◆ EXERCISE DESCRIPTION
Exactly the lines from the one containing "Target: white fire helmet" through the final line of the listing are to be retyped, and nothing more.
#### EXCERPTED RECORDS ####
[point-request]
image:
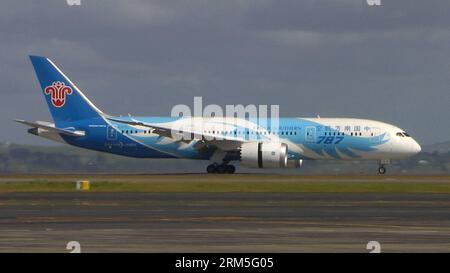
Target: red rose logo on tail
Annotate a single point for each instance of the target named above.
(58, 91)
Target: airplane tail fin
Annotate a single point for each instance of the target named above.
(65, 100)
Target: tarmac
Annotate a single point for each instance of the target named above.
(224, 222)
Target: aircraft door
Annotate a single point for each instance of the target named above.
(310, 134)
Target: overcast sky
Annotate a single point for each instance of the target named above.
(330, 57)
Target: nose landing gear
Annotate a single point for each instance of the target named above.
(220, 168)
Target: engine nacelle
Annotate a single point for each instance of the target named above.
(264, 154)
(294, 163)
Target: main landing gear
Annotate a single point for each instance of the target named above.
(220, 168)
(382, 164)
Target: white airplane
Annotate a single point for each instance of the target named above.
(221, 140)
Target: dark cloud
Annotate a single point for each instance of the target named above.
(334, 58)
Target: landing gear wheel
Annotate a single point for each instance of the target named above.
(230, 169)
(221, 168)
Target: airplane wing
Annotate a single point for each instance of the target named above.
(51, 127)
(232, 142)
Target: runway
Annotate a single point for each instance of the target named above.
(224, 222)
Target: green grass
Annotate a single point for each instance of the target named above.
(227, 183)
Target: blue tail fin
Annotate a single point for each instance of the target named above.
(65, 101)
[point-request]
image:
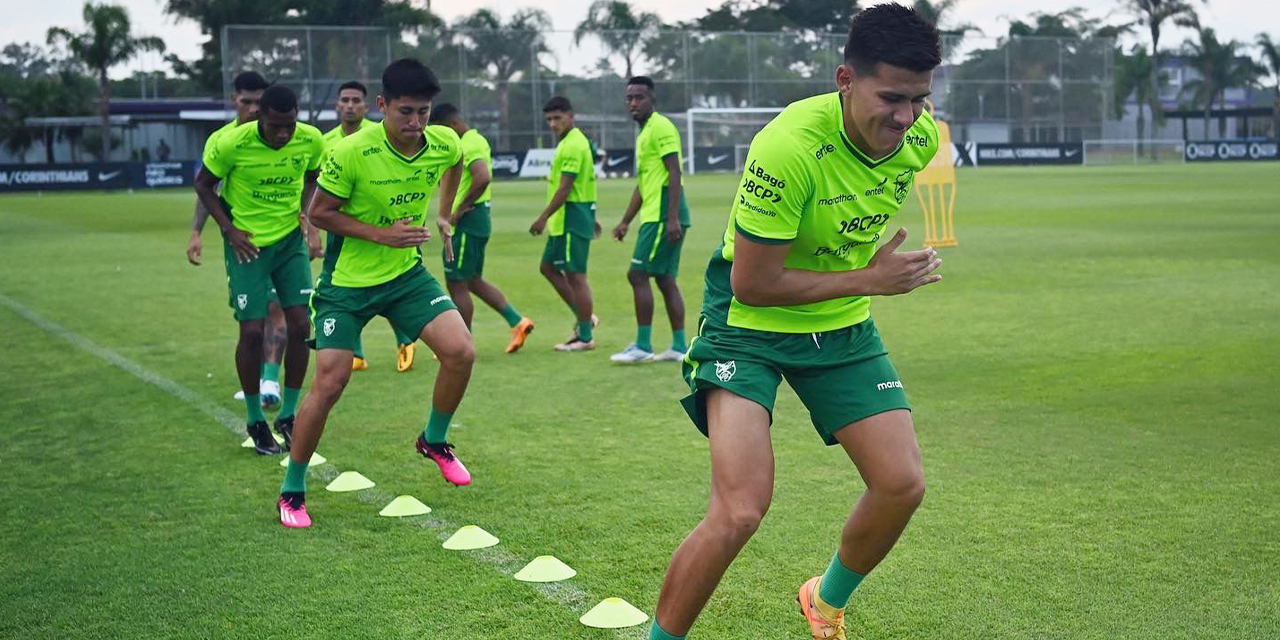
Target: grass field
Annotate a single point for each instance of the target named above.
(1095, 384)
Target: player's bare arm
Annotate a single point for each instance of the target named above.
(327, 214)
(206, 186)
(759, 277)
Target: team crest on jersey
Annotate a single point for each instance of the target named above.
(903, 184)
(726, 370)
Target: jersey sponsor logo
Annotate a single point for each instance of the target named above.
(837, 200)
(903, 184)
(752, 206)
(917, 140)
(862, 224)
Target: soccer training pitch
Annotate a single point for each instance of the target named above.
(1095, 382)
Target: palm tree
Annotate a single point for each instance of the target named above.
(106, 42)
(1271, 67)
(618, 27)
(504, 50)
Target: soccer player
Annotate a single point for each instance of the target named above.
(268, 169)
(352, 106)
(568, 220)
(471, 227)
(787, 296)
(373, 200)
(659, 199)
(248, 87)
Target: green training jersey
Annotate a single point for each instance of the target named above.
(657, 140)
(263, 186)
(574, 155)
(333, 136)
(475, 149)
(807, 184)
(382, 186)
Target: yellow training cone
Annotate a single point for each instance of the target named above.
(315, 460)
(405, 506)
(613, 613)
(350, 481)
(545, 568)
(470, 538)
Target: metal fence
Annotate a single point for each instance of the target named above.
(999, 90)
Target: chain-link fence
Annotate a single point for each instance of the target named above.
(997, 90)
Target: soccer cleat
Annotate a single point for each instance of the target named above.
(442, 453)
(519, 333)
(270, 391)
(575, 344)
(821, 626)
(284, 426)
(293, 510)
(263, 442)
(670, 356)
(405, 357)
(632, 355)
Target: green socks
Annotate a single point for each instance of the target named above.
(644, 338)
(839, 583)
(295, 478)
(254, 408)
(511, 315)
(677, 339)
(656, 632)
(437, 426)
(288, 403)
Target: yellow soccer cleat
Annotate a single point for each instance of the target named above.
(405, 357)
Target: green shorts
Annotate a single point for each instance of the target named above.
(841, 376)
(283, 265)
(654, 255)
(567, 252)
(410, 301)
(467, 257)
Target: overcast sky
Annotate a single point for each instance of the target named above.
(1240, 19)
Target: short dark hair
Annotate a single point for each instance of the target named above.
(894, 35)
(250, 81)
(279, 99)
(355, 85)
(408, 78)
(557, 104)
(644, 81)
(443, 113)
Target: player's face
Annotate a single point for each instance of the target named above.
(882, 105)
(639, 103)
(405, 117)
(278, 127)
(246, 105)
(351, 105)
(560, 122)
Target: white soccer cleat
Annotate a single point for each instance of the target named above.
(632, 355)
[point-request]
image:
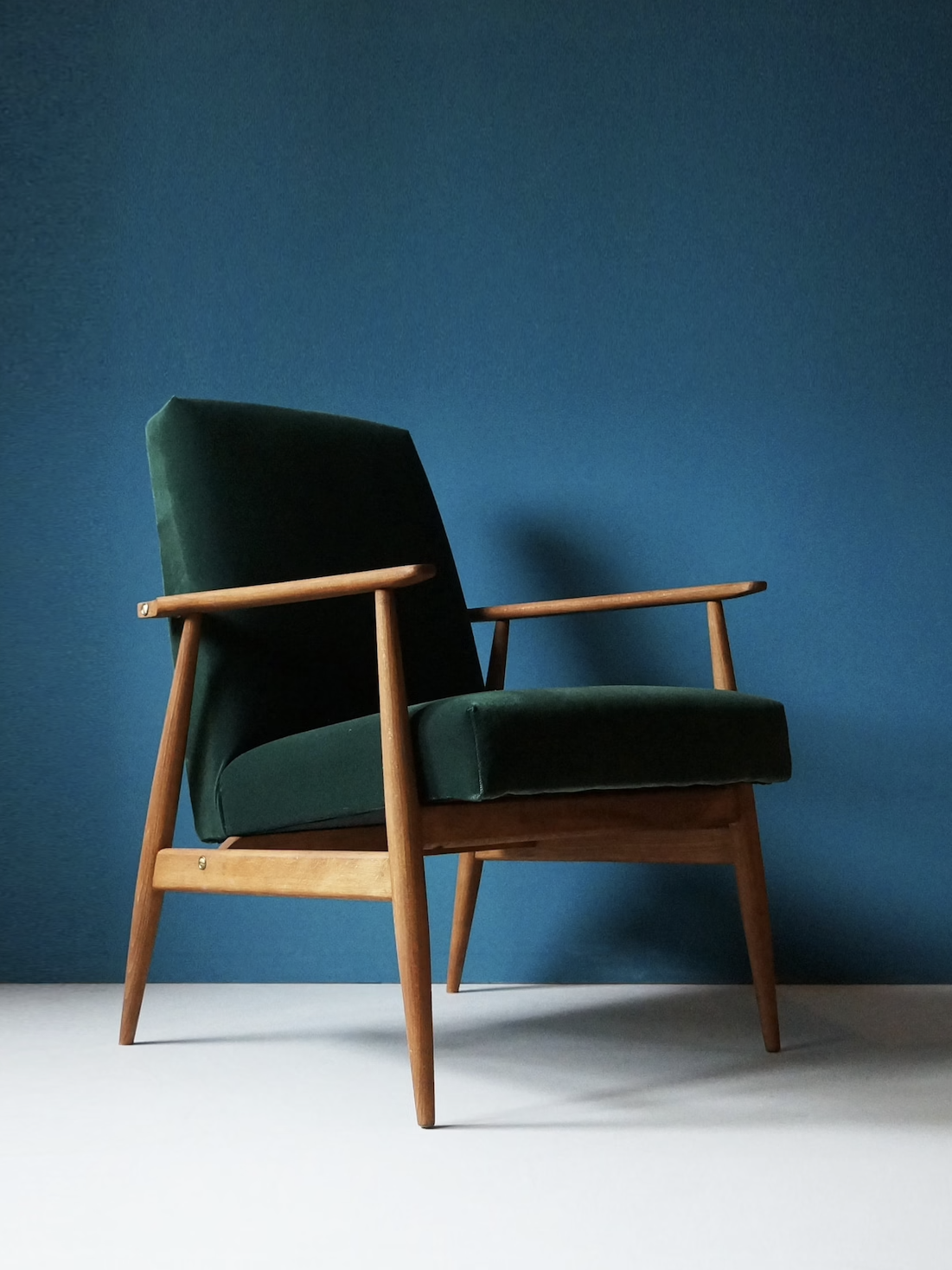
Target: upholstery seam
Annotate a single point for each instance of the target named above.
(471, 713)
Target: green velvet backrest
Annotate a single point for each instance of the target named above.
(250, 494)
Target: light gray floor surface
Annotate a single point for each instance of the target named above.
(579, 1126)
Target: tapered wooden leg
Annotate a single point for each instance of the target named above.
(467, 885)
(751, 889)
(401, 811)
(412, 941)
(160, 827)
(145, 925)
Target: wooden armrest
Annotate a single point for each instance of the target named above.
(286, 592)
(601, 604)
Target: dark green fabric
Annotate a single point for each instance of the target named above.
(491, 744)
(250, 494)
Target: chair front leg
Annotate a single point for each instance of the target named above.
(406, 849)
(160, 827)
(754, 911)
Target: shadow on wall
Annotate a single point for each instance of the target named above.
(553, 561)
(846, 882)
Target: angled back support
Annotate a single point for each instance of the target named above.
(249, 494)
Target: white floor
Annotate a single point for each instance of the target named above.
(580, 1126)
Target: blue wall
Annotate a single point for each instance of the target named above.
(663, 291)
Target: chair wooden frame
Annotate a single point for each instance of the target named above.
(702, 824)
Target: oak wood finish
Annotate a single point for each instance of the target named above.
(721, 661)
(756, 914)
(361, 837)
(697, 825)
(310, 874)
(406, 846)
(286, 592)
(629, 600)
(467, 885)
(160, 825)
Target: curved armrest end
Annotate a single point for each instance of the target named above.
(629, 600)
(287, 592)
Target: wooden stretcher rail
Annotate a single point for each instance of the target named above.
(307, 874)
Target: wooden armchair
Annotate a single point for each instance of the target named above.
(325, 760)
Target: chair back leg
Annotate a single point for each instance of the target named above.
(160, 827)
(751, 890)
(467, 885)
(401, 809)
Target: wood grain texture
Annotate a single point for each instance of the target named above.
(756, 914)
(406, 846)
(721, 661)
(286, 592)
(160, 825)
(361, 837)
(310, 874)
(467, 885)
(629, 600)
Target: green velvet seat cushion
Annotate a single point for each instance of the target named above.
(490, 744)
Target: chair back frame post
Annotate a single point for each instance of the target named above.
(721, 661)
(401, 811)
(160, 825)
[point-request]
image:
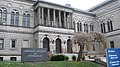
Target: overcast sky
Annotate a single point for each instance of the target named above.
(80, 4)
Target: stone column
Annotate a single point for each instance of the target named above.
(48, 17)
(54, 18)
(72, 25)
(39, 14)
(65, 19)
(59, 18)
(42, 15)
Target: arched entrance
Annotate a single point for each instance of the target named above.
(58, 46)
(69, 46)
(46, 43)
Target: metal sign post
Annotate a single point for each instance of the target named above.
(113, 57)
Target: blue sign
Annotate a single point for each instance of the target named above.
(113, 57)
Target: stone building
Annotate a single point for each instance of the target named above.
(41, 24)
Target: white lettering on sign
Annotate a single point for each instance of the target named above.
(111, 51)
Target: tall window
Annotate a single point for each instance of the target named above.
(110, 26)
(112, 44)
(85, 27)
(15, 17)
(1, 43)
(26, 19)
(13, 43)
(103, 30)
(79, 27)
(3, 15)
(91, 27)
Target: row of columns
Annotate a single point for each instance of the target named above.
(57, 21)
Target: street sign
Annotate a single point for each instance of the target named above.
(34, 55)
(113, 57)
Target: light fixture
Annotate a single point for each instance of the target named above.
(9, 5)
(21, 7)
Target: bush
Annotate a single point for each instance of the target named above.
(83, 58)
(57, 58)
(73, 57)
(66, 58)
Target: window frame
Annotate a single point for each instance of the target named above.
(14, 44)
(2, 43)
(15, 17)
(26, 19)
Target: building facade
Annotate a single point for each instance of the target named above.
(41, 24)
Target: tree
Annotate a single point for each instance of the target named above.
(84, 40)
(100, 38)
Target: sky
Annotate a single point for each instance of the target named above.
(80, 4)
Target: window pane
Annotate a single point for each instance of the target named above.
(0, 15)
(28, 20)
(4, 15)
(12, 18)
(1, 43)
(24, 20)
(13, 43)
(17, 19)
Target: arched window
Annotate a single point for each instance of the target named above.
(58, 46)
(46, 43)
(110, 26)
(85, 27)
(91, 27)
(26, 19)
(79, 26)
(103, 28)
(15, 17)
(3, 15)
(69, 46)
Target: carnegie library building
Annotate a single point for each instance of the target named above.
(41, 24)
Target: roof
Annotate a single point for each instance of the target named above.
(74, 9)
(100, 5)
(85, 12)
(52, 4)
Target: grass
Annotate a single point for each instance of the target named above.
(49, 64)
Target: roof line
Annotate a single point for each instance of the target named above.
(100, 5)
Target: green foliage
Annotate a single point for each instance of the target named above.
(57, 58)
(50, 64)
(83, 58)
(66, 58)
(73, 57)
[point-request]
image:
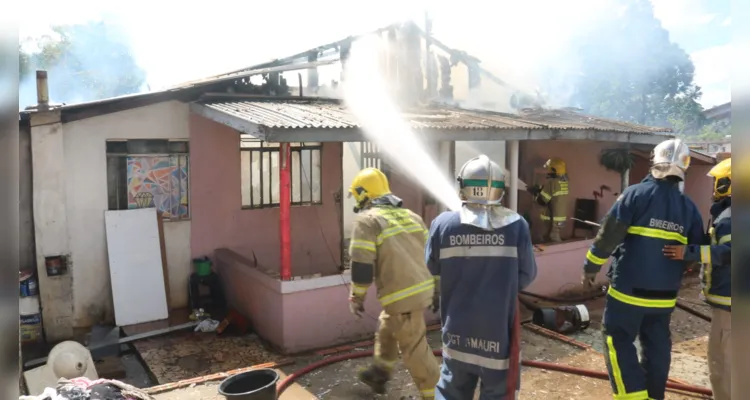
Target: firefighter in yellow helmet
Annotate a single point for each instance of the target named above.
(715, 255)
(387, 248)
(553, 196)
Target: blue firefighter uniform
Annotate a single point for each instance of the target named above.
(643, 282)
(480, 273)
(716, 257)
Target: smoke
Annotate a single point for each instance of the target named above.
(531, 45)
(85, 62)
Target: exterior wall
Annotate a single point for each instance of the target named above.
(51, 228)
(86, 190)
(585, 173)
(27, 255)
(281, 312)
(218, 220)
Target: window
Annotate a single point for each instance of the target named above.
(149, 173)
(260, 173)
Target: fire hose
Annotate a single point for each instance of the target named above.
(291, 378)
(513, 376)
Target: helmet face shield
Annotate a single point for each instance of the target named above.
(482, 187)
(670, 158)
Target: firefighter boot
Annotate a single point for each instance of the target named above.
(375, 377)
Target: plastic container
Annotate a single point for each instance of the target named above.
(27, 283)
(31, 319)
(564, 319)
(258, 384)
(202, 266)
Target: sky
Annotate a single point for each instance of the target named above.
(181, 41)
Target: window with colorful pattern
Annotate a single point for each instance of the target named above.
(149, 173)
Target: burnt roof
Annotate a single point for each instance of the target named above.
(332, 114)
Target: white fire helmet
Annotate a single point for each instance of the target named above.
(482, 187)
(670, 158)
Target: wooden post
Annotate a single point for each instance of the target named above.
(285, 205)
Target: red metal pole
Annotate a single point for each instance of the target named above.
(285, 205)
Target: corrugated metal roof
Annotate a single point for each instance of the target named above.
(333, 115)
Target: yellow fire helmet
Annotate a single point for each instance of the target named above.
(556, 165)
(368, 184)
(722, 174)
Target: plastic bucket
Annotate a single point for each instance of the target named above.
(202, 266)
(31, 319)
(27, 284)
(258, 384)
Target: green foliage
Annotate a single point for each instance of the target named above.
(631, 71)
(85, 62)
####
◆ EXERCISE ANSWER
Target: white fire helmet
Annotate a single point for each instance of the target named above.
(482, 187)
(670, 158)
Target: wooden post
Annotate a single point for each instance of the target named above.
(285, 205)
Target: red metal pole
Annotate a single point for each instance of the target named above.
(285, 205)
Target: corrugated metal roof
Annotate a single point for each instance of the target named above.
(333, 115)
Target: yellow fire helmet
Annotate a single point for each instance of the target named above.
(556, 165)
(368, 184)
(722, 174)
Target: plastic bucket
Annotate a single point for each instance of the target named above.
(202, 266)
(31, 319)
(27, 284)
(258, 384)
Target: green foliage
Annotate a single point for each instance of the target named above.
(631, 71)
(85, 62)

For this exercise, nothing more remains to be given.